→ REQUIREMENT: Apart from the pictures, the listing is to be returned exactly.

→ SOURCE MATERIAL:
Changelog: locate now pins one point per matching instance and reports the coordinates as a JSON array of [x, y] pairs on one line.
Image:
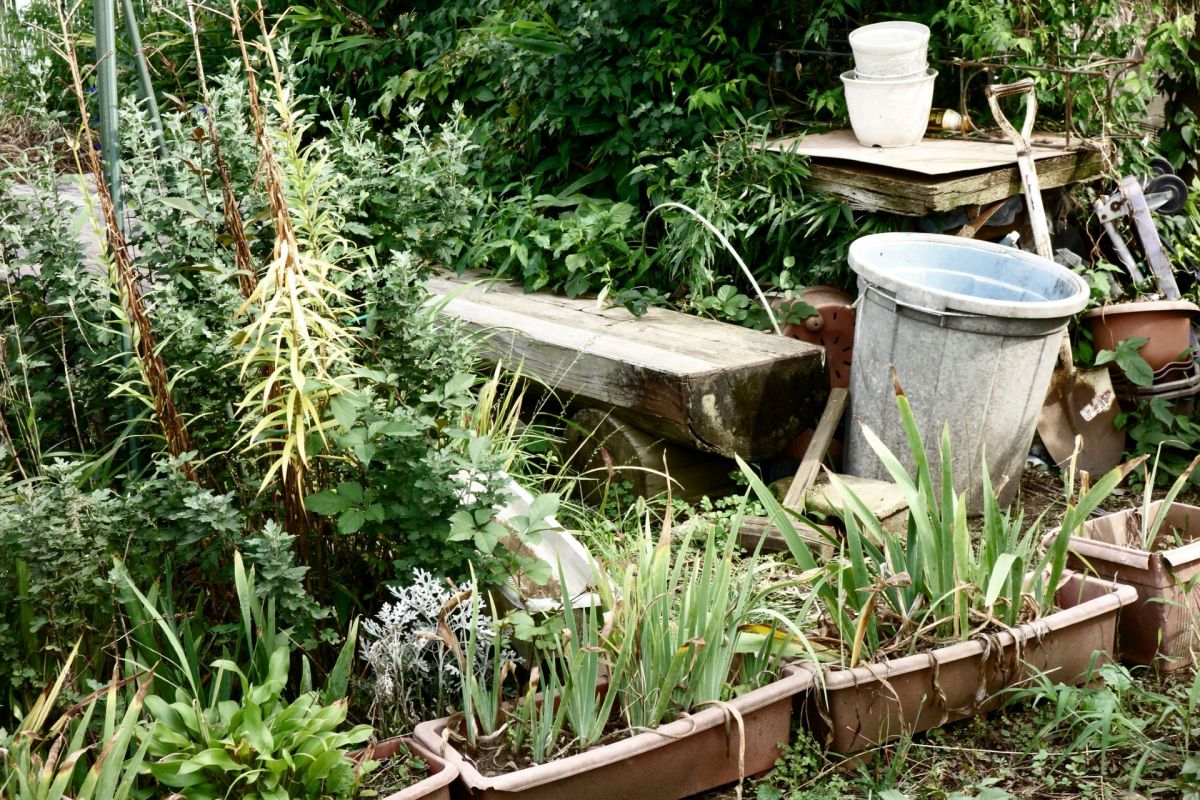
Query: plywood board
[[911, 180], [930, 157]]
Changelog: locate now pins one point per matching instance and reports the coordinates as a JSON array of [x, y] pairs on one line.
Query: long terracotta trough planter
[[677, 759], [436, 786], [1161, 627], [873, 703]]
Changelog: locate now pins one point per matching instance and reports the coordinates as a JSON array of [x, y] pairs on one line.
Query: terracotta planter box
[[677, 759], [870, 704], [1161, 627], [433, 787]]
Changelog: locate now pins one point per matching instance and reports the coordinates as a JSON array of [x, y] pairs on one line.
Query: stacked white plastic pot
[[891, 89]]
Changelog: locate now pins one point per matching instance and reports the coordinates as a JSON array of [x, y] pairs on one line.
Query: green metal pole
[[111, 149], [147, 86], [106, 90]]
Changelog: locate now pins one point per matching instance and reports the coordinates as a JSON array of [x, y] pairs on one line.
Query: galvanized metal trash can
[[972, 330]]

→ COMPLETED TASK:
Changelog: locate now pins one point per matching instance and reports the coordinates as a JSON array of [x, y] pairs on one line.
Image:
Query: plywood board
[[911, 180], [930, 157]]
Changelog: locate now pins one point per matching instance and reports the coordinates as a JSON array of [x, y] pairs on one line.
Query: long terracotta trough planter
[[677, 759], [436, 786], [1161, 627], [873, 703]]
Changelog: locate now pins one point per matching instance and reports the coordinates as a JSON array of [x, y] pairs on one line.
Query: terracotta planter box
[[677, 759], [870, 704], [1161, 627], [433, 787]]
Changelog: locate now pins one point per matching instance and reports the coordinates as a JSON array of [x, y] pairs on one line.
Query: stacked white plastic pot
[[891, 89]]
Changelog: locate now pins one point per matching instance and reports the coordinates as a JSON array of [x, y] pairs on one line.
Query: green metal pole
[[111, 149], [147, 86], [106, 90]]
Changelog: locate now pins one point per matching instance and reports the coordinates as a JSON array of [x, y] pairs on one line.
Query: galvanized metal trash can
[[972, 330]]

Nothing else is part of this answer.